>>>>

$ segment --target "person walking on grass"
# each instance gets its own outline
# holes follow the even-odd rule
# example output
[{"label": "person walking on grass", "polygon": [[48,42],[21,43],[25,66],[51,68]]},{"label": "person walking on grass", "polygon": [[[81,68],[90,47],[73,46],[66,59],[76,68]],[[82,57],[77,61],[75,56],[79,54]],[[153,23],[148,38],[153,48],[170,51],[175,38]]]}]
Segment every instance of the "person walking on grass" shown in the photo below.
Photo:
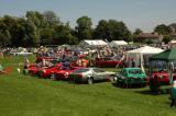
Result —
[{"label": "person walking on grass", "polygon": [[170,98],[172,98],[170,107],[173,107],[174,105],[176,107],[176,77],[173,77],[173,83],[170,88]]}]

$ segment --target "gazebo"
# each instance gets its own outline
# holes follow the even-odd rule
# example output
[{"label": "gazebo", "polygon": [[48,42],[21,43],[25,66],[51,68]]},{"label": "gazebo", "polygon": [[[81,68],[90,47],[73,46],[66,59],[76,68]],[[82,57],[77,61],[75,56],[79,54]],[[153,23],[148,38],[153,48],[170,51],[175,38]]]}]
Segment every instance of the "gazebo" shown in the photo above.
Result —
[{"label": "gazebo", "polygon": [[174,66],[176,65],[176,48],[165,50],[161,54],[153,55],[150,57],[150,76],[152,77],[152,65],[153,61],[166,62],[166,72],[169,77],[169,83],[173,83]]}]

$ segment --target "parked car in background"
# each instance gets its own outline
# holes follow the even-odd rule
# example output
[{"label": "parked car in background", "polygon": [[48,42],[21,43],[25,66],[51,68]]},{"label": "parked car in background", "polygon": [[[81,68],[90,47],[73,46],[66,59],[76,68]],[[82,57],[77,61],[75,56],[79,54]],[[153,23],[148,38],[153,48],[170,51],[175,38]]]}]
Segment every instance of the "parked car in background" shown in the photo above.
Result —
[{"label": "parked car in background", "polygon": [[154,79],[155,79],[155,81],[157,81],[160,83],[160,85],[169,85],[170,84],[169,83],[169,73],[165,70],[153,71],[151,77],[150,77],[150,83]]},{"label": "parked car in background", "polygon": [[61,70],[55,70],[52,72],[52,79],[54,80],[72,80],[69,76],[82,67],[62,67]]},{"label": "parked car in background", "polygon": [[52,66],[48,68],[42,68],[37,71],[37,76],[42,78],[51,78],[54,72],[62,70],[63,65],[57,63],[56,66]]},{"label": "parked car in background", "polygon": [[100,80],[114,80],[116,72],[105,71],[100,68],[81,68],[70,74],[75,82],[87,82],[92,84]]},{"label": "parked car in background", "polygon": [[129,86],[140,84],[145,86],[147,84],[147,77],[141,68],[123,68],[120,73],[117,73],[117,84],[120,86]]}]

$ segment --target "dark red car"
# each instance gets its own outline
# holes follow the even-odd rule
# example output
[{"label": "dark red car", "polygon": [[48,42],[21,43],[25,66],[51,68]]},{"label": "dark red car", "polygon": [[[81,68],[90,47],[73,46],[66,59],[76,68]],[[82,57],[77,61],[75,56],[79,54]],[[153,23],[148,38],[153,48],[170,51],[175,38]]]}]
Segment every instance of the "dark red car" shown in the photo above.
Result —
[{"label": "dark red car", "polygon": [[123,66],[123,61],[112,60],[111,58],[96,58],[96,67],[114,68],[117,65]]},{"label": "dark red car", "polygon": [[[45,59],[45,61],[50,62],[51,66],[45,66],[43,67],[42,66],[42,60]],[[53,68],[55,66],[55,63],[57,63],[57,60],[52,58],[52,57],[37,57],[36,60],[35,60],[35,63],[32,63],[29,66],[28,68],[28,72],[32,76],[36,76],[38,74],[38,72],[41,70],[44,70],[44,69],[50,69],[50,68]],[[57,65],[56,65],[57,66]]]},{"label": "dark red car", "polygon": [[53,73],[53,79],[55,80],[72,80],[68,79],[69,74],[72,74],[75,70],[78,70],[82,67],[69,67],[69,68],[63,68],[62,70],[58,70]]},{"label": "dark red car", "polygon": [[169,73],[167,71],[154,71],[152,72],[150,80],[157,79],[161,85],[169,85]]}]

<<<<
>>>>

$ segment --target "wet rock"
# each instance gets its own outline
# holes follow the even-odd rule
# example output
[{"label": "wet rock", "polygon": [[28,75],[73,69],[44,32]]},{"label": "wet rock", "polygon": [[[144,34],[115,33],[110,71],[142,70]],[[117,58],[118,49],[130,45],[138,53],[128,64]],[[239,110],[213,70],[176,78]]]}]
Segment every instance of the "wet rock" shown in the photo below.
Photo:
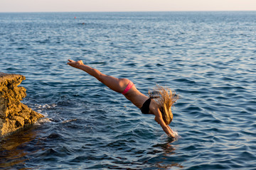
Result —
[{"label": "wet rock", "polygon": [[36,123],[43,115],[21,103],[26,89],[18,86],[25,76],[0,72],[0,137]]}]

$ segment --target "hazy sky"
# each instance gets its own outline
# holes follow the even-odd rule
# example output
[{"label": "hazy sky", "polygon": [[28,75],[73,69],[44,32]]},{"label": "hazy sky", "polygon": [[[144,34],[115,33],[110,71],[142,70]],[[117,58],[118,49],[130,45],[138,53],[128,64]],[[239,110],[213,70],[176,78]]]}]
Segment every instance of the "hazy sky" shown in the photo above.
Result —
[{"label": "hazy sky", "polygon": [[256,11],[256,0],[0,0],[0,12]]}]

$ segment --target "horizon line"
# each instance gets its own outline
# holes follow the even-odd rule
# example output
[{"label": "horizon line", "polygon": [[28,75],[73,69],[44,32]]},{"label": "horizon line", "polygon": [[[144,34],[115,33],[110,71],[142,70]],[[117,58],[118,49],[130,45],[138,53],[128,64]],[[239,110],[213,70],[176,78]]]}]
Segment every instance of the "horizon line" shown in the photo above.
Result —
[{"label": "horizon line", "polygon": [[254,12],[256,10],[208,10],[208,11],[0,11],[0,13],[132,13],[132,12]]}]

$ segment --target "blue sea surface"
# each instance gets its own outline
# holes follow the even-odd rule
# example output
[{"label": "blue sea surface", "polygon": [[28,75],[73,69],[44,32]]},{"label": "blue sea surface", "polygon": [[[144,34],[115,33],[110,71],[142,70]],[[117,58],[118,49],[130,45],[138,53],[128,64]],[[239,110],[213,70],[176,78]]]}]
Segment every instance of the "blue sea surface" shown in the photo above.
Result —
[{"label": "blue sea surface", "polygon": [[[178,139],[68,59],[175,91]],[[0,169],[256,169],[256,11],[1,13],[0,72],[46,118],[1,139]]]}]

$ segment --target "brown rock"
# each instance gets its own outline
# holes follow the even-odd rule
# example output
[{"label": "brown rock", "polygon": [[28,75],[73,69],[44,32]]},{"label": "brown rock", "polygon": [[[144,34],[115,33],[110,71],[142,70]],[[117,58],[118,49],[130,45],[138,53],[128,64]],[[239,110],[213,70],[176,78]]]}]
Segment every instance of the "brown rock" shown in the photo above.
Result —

<<<<

Short exercise =
Count the lines in the entries above that contain the string "target". Reply with the number alone.

Task response =
9